Task brief: For this exercise, write out every entry exactly and leave the pictures out.

Stored data entries:
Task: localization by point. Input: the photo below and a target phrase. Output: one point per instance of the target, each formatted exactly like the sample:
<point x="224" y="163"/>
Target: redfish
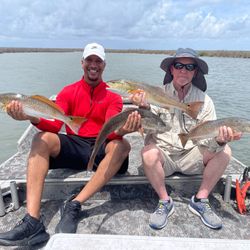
<point x="155" y="95"/>
<point x="40" y="106"/>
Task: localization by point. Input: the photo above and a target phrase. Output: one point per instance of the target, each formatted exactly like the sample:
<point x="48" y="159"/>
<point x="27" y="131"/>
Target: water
<point x="47" y="73"/>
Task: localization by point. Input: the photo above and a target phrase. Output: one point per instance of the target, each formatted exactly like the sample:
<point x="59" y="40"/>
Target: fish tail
<point x="184" y="138"/>
<point x="75" y="123"/>
<point x="194" y="108"/>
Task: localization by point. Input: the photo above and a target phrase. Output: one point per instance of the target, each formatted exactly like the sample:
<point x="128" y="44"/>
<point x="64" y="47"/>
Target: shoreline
<point x="207" y="53"/>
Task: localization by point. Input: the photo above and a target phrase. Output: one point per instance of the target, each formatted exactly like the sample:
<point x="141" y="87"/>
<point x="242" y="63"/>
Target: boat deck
<point x="123" y="206"/>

Exercise answer:
Task: localization by point. Input: the photo below and a target phrase. Output: one point per instance of the target, each formatted exactly like the sample:
<point x="224" y="163"/>
Target: redfish
<point x="155" y="95"/>
<point x="40" y="106"/>
Task: localization by point. Input: the photo above and a target phrase. Output: one point per instance of the target, each formatted exactly like the sample:
<point x="48" y="159"/>
<point x="27" y="131"/>
Target: water
<point x="47" y="73"/>
Task: localization by point. Input: the photo above and a target phrase. Output: one point per instance of the target, each formatted exactly like the sample:
<point x="59" y="40"/>
Target: fish tail
<point x="184" y="138"/>
<point x="75" y="123"/>
<point x="194" y="108"/>
Task: localization by point. Input: the photo above and a target phrase. Output: one point per instance of the target, each formatted exactly like the sample:
<point x="128" y="44"/>
<point x="64" y="47"/>
Target: shoreline
<point x="207" y="53"/>
Task: localization by point. Input: the photo above and a target phrase. Output: one point per instance of the target, each formatted exactly like the sample:
<point x="141" y="87"/>
<point x="242" y="63"/>
Target: boat deck
<point x="123" y="206"/>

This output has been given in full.